GIVEN TEXT:
Meet Justin Rausa, ROC’s new Policy Director
You just returned from the Philippines. What was the inspiration for your trip?
My younger brother graduated from nursing school with his BSN from UERM, so it was a big family celebration. It also served as a postponed honeymoon for my wife and me!
Who in your family has influenced you most in your work today?
I have to cheat and say it was both my parents. They instilled a strict moral code, a strong work ethic, and a deep sense of family and Filipino culture in my siblings and me.
Before joining ROC, you were at the Greenlining Institute. How do the issues you worked on there connect to ROC’s food system change mission?
Previously, I worked on racial and economic justice in the healthcare sector, in areas like the Affordable Care Act (aka Obamacare) and nonprofit hospitals’ community benefit programs. That work greatly intersects with ROC’s mission and history because the food system is one of the most significant determinants of our health.
We’ve all heard apt comparisons between policy-making and sausage-making. Are you hopeful about food system policy change in California?
Earlier in my career, I used to think the same thing. But not anymore! Fortunately, California isn’t the policy black hole that Congress currently is, and we find ourselves in a moment in time where we can realistically get progressive food policy passed in our state legislature. Assemblymember Phil Ting’s 2013 Urban Agriculture Incentive Zones Act (AB 551) is a great example of this.
You spent several years in the Peace Corps, then worked on health policy. What drew you to the food world? What challenges in the CA food movement feel most pressing to you?

WORK INSTRUCTION 1:
In the interview with ROC's new Policy Director, which organization did he work at before joining ROC?
WORK INSTRUCTION 2:
Continue the interview with ROC's new Policy Director from the point where it stops.

PROVIDED INFORMATION:

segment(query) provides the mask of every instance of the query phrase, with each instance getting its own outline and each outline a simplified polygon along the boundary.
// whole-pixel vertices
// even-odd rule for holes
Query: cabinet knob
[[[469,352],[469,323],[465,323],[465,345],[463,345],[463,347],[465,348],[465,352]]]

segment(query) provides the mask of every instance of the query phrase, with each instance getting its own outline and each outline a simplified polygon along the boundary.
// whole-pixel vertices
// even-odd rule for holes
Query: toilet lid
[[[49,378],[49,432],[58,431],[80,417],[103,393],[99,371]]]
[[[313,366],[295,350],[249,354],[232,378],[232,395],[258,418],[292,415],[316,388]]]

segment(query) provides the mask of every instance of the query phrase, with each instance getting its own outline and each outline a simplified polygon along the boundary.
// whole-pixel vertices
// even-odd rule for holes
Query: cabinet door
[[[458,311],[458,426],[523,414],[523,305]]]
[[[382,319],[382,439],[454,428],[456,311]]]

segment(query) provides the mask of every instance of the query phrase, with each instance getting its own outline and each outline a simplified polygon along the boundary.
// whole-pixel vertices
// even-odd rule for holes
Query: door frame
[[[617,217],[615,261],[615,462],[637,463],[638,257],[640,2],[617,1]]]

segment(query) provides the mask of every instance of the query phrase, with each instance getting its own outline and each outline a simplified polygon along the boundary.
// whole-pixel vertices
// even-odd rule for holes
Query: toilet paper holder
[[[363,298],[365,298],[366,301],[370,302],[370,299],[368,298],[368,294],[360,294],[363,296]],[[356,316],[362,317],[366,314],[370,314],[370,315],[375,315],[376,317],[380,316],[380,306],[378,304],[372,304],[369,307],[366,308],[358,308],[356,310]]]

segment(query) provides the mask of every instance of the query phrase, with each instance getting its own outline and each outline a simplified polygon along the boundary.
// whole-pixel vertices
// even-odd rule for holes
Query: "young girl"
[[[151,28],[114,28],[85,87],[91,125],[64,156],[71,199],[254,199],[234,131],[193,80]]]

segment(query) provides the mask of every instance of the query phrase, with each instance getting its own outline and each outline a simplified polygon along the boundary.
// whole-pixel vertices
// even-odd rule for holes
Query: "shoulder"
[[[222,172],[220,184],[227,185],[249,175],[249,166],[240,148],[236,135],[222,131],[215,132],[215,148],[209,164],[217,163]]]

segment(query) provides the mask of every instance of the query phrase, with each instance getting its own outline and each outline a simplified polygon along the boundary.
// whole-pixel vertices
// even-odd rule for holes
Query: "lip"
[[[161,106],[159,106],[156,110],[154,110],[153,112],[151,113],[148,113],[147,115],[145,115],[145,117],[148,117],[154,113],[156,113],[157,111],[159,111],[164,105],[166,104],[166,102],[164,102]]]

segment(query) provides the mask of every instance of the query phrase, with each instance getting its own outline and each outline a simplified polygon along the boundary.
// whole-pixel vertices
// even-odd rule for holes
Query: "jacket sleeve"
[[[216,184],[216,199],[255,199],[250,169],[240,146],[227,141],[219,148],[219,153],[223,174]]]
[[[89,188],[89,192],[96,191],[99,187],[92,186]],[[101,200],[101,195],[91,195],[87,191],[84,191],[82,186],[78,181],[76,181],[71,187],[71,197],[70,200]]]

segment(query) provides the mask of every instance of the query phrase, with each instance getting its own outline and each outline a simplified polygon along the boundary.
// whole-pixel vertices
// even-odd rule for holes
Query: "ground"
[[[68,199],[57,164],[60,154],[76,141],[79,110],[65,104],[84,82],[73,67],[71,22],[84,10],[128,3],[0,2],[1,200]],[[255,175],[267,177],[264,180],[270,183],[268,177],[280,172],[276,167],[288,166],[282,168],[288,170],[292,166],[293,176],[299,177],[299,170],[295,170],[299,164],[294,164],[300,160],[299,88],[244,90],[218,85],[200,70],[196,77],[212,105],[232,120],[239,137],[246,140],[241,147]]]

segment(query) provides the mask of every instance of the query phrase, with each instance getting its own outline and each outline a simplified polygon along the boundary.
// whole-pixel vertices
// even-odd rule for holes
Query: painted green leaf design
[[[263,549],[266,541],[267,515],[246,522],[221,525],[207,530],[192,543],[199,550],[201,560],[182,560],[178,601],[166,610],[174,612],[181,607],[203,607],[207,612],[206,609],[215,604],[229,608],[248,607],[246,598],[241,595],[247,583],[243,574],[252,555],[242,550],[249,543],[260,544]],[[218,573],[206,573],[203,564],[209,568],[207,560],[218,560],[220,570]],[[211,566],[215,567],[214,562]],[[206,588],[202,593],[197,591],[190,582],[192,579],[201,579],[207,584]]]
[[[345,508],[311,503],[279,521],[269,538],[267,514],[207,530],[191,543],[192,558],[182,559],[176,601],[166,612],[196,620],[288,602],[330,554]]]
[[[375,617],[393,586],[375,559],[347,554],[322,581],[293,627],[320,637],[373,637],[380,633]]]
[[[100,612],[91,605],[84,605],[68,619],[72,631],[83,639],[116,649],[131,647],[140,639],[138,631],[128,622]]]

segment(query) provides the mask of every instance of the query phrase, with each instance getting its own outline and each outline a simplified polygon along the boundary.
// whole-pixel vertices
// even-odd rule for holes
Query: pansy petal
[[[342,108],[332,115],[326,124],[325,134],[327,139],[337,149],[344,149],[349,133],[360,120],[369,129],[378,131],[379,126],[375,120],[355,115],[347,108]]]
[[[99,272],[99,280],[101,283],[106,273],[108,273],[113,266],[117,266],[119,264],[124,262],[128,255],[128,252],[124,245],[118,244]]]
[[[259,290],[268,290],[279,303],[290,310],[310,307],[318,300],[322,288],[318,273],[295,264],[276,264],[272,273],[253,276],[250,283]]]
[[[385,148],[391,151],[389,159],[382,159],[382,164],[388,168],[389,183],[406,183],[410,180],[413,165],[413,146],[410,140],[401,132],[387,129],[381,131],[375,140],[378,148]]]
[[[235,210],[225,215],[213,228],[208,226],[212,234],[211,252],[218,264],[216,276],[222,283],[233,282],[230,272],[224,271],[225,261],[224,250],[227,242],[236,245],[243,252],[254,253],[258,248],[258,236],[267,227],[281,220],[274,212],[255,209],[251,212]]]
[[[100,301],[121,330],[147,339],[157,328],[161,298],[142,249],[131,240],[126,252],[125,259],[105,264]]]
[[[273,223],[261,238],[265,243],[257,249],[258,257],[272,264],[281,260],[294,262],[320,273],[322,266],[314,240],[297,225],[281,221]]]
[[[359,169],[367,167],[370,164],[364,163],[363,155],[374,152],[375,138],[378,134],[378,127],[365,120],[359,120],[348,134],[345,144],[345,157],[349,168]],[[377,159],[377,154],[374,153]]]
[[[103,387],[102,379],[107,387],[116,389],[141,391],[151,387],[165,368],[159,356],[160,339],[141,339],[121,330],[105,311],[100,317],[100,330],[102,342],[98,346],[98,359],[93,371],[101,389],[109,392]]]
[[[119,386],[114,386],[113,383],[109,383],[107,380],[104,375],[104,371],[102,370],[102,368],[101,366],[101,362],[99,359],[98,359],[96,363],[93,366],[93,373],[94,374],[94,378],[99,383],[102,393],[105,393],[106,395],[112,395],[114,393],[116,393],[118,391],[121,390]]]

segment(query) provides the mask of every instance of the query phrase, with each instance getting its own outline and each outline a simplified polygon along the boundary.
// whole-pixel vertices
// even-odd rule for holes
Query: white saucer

EXPECTED OUTPUT 1:
The Greenlining Institute.

EXPECTED OUTPUT 2:
It was during my Peace Corps stint in Namibia that I began to develop my understanding of food and food systems as a public health issue. You really have to work hard NOT to notice this connection when your fellow villagers are severely malnourished or aren’t taking their life- saving medications because it’s too painful to do so without food to eat. As much as I can, I try to reframe our challenges in the food movement as opportunities, and believe that the 10 Guiding Principles of the California Food Policy Council serve as inspiration for the good fight.
Who are your food system reform heroes?
My food system heroes are the champions I’ve met, like Kelly Carlisle of Acta Non Verba, Rosie Cerna from the Woodland Farmers Market, Ken Hecht, and visionary organizers like Cesar Chavez and Larry Itliong. In this position, I look forward to crossing paths with many heroes in the making, who are working on the ground to ensure that all Californians benefit from an improving food system.
What do you love about living in Oakland?
I’ve lived in Oakland for 3 years now, and love its diversity and history. While I still have a place in my heart for my hometown, Riverside (shout out!), nothing beats the combination of a food scene on the rise, public transit access, and the spirit coursing through all of Oakland’s neighborhoods.